Wpisy danych ::
>>>
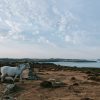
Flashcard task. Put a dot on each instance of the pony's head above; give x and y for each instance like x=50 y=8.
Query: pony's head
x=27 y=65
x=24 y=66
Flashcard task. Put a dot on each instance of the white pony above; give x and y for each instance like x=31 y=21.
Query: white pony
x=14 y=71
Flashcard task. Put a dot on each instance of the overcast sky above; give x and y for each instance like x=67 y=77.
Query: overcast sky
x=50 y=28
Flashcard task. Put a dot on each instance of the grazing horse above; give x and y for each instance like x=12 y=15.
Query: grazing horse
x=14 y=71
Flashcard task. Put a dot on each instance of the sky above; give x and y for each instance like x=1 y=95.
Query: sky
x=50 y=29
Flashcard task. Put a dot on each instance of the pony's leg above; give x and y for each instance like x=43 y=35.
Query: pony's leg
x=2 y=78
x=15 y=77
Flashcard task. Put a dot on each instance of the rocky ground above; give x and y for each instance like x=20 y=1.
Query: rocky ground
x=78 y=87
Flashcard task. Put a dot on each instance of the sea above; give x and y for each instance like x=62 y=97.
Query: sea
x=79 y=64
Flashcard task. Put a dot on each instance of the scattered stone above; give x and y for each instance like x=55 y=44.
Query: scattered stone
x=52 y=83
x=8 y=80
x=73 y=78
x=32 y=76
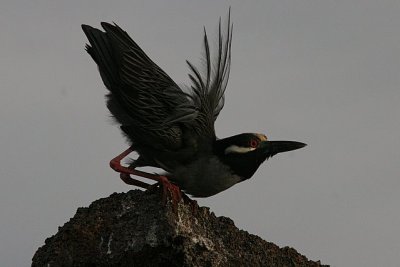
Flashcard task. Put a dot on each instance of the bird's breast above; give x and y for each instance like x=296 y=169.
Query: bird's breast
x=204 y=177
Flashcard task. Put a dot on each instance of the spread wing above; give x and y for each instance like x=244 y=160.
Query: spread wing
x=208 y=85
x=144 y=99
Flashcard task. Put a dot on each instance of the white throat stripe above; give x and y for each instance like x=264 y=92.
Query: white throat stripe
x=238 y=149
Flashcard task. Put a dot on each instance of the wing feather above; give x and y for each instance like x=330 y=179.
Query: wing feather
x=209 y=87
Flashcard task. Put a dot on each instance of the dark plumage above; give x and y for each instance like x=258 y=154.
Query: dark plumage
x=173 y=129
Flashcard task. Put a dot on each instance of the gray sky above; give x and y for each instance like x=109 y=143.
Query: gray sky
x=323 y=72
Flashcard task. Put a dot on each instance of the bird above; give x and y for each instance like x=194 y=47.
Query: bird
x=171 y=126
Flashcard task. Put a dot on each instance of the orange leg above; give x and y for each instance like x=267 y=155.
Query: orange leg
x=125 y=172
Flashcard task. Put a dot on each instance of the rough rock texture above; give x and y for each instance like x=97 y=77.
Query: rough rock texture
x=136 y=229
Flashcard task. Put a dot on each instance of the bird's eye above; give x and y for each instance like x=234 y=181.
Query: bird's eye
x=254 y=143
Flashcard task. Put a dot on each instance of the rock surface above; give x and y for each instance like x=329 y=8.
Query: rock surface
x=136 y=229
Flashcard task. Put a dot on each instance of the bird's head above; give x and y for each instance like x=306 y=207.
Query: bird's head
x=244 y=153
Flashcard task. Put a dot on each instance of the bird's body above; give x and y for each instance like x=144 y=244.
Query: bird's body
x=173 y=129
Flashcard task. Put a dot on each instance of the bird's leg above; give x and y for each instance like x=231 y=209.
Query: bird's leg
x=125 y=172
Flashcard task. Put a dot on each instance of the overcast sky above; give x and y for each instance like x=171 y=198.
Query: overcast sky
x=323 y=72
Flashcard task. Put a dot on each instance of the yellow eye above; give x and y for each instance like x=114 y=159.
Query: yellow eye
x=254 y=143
<<<
>>>
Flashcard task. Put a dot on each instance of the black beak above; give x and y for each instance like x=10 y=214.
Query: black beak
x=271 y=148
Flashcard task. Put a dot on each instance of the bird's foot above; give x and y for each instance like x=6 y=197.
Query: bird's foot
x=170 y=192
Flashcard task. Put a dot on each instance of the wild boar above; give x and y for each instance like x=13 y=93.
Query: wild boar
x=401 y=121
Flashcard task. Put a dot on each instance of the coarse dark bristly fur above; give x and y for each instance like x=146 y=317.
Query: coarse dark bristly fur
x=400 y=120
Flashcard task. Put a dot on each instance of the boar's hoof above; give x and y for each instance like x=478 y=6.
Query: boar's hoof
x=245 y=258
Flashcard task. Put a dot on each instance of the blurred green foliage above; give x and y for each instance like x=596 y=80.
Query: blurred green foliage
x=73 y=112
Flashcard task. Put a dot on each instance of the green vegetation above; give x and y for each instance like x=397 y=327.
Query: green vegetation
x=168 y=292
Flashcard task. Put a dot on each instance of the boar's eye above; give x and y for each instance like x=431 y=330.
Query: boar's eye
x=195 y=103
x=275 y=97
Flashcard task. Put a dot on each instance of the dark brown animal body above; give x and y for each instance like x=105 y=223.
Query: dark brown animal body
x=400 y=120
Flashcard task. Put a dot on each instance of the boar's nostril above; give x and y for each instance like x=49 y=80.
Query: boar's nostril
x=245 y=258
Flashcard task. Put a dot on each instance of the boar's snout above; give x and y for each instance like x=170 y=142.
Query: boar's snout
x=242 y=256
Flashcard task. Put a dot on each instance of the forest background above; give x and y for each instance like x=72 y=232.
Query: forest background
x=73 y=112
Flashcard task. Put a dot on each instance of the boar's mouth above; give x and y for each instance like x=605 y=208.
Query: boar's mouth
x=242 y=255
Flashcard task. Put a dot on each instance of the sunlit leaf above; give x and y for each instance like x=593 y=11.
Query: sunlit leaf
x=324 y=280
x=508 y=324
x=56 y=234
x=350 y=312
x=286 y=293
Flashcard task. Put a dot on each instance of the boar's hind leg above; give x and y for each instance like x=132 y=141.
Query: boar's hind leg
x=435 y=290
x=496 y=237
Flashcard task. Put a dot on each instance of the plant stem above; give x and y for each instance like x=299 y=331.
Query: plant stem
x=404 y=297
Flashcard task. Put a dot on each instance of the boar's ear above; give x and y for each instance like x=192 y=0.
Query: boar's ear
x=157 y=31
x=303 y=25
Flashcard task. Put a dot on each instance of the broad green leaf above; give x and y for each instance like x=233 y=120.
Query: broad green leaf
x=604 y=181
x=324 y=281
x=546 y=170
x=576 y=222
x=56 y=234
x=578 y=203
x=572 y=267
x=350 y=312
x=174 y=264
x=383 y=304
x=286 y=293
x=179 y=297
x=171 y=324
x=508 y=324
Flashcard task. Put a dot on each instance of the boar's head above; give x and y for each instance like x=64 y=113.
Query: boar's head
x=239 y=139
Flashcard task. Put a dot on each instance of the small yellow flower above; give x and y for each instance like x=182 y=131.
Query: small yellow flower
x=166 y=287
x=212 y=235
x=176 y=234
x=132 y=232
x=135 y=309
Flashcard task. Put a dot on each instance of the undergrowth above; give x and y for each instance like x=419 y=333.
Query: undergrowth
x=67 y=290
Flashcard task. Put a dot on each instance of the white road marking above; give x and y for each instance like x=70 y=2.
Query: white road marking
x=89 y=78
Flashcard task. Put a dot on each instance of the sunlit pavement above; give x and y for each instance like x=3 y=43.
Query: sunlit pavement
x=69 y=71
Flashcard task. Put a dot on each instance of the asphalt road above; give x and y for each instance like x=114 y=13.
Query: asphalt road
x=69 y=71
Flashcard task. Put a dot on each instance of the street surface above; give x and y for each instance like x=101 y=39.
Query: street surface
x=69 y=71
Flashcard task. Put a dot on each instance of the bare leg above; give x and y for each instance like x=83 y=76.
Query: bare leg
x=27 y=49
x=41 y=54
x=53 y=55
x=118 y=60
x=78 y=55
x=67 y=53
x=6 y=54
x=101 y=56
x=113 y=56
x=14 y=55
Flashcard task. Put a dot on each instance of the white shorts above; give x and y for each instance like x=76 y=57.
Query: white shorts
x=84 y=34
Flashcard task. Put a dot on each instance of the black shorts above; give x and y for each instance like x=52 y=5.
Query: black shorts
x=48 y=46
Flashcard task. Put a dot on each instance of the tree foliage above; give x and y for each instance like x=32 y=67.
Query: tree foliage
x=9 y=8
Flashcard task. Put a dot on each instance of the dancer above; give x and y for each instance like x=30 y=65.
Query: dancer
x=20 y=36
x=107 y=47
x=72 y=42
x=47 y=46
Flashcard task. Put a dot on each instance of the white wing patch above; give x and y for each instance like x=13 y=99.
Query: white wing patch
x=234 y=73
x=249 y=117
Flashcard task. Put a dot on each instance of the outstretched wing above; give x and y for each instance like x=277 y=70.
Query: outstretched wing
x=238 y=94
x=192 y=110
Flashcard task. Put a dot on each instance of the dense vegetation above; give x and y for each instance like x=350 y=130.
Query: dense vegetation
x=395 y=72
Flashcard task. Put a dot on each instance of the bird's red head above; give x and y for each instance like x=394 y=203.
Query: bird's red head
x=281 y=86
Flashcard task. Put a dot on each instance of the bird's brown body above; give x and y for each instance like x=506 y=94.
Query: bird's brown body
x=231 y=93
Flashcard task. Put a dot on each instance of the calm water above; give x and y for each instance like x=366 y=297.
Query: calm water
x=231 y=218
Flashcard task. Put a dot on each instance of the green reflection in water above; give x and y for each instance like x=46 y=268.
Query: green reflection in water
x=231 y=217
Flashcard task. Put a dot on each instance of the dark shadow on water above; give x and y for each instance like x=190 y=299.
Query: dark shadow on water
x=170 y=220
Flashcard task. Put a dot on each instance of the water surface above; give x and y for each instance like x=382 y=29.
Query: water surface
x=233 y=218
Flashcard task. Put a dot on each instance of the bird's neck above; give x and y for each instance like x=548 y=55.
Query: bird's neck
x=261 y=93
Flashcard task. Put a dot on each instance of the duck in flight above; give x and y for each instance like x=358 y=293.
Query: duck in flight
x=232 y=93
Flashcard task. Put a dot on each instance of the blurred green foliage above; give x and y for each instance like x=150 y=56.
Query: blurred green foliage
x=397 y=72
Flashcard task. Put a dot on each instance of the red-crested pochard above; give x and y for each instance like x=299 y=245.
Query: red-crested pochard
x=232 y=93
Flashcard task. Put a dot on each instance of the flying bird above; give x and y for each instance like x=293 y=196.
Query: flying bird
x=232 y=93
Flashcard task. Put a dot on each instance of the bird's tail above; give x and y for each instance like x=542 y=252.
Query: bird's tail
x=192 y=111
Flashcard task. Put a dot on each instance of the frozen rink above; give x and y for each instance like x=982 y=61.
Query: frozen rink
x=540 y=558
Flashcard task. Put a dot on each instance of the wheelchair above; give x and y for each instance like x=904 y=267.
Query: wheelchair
<<<
Zadane polecenie :: Przepisz bez żadnych zmian wpisy od wiersza zawierającego „Flashcard task. Put a dot on each instance of the calm” do wiersza zawierającego „x=233 y=218”, włącznie z oboma skrajnymi wierszami. Nie dodawaj żadnych innych wierszy.

Rozwiązanie ćwiczenia ::
Flashcard task. Put a dot on each instance of the calm water above; give x and y for each instance like x=366 y=297.
Query: calm water
x=231 y=218
Flashcard task. Put a dot on each instance of the green reflection in water above; give x and y for each instance like x=46 y=268.
Query: green reflection in water
x=231 y=217
Flashcard task. Put a dot on each instance of the dark shadow on water above; give x and y for each instance like x=190 y=299.
Query: dark shadow on water
x=170 y=220
Flashcard task. Put a dot on each instance of the water surface above; give x and y for each instance like x=382 y=29.
Query: water surface
x=233 y=218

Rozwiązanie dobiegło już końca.